▶ [PASSAGE]
▼▼▼

Chaos theory is an interdisciplinary area of scientific study and branch of mathematics focused on underlying patterns and deterministic laws of dynamical systems that are highly sensitive to initial conditions. While the rules describing chaotic dynamical systems are well-specified and simple, the behaviour of many such systems is remarkably complex and produces output that appears random and for which long-term prediction is limited. As well as a branch of mathematics, it is critical in the understanding of many actual-world systems and in applications in fields such as computer science, geology, engineering, meteorology, physics, population dynamics, robotics, biology, politics, philosophy and economics.
The book begins by laying out preliminary material needed to understand the literature on chaos (e.g., randomness, uncertainty, determinism, dynamical systems, state spaces, attractors, nonlinear dynamics, sensitive dependence, modelling). This provides the background that any reader would need to be able to navigate the literature. It goes on to discuss the history of the field, the different definitions of chaos, and the implications of chaos for modelling phenomena and forecasting system behaviour along with the differences between classical and quantum chaos. The book then rounds out with broader implications. Does chaos forces scientists into new forms of explanation or simply variations on explanatory patterns we've already been using?
The book helps fill the gap between popular accounts of dynamical systems and chaos and textbooks aimed at physicists and mathematicians. This book will be useful to students at the undergraduate and advanced levels, but also to researchers in the physical, social, and biological sciences needing more conceptual introduction to chaos and chaotic systems.

▲▲▲

▶ [WORK ITEM A]
In the passage on chaos theory, what are the dynamical systems it studies highly sensitive to?
▶ [WORK ITEM B]
Explain why, according to the passage on chaos theory, the book opens with preliminary material such as randomness, determinism, state spaces and attractors.

▶ [EXTRACTED INFORMATION]
▼▼▼

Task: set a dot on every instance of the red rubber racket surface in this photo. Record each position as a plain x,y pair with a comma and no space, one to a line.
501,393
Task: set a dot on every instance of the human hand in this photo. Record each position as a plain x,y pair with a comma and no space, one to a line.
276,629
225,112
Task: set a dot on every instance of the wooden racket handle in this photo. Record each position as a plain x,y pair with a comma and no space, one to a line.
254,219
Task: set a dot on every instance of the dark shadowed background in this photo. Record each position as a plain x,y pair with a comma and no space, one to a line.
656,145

▲▲▲
▼▼▼

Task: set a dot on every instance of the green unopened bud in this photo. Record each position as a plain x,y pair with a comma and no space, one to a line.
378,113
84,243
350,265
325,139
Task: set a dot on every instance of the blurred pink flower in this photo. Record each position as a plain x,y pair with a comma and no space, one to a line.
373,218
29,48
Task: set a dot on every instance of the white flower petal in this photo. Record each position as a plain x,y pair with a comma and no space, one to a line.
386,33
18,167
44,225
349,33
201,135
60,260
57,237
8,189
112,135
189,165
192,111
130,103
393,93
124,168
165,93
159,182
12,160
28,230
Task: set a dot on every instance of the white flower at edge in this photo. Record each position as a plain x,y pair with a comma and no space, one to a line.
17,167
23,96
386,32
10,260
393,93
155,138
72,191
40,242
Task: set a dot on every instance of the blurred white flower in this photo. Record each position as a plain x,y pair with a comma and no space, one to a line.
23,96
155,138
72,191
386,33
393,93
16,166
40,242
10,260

▲▲▲

▶ [YOUR RESPONSE A]
Initial conditions.

▶ [YOUR RESPONSE B]
This material is needed to understand the literature on chaos. It gives any reader the background required to navigate that literature.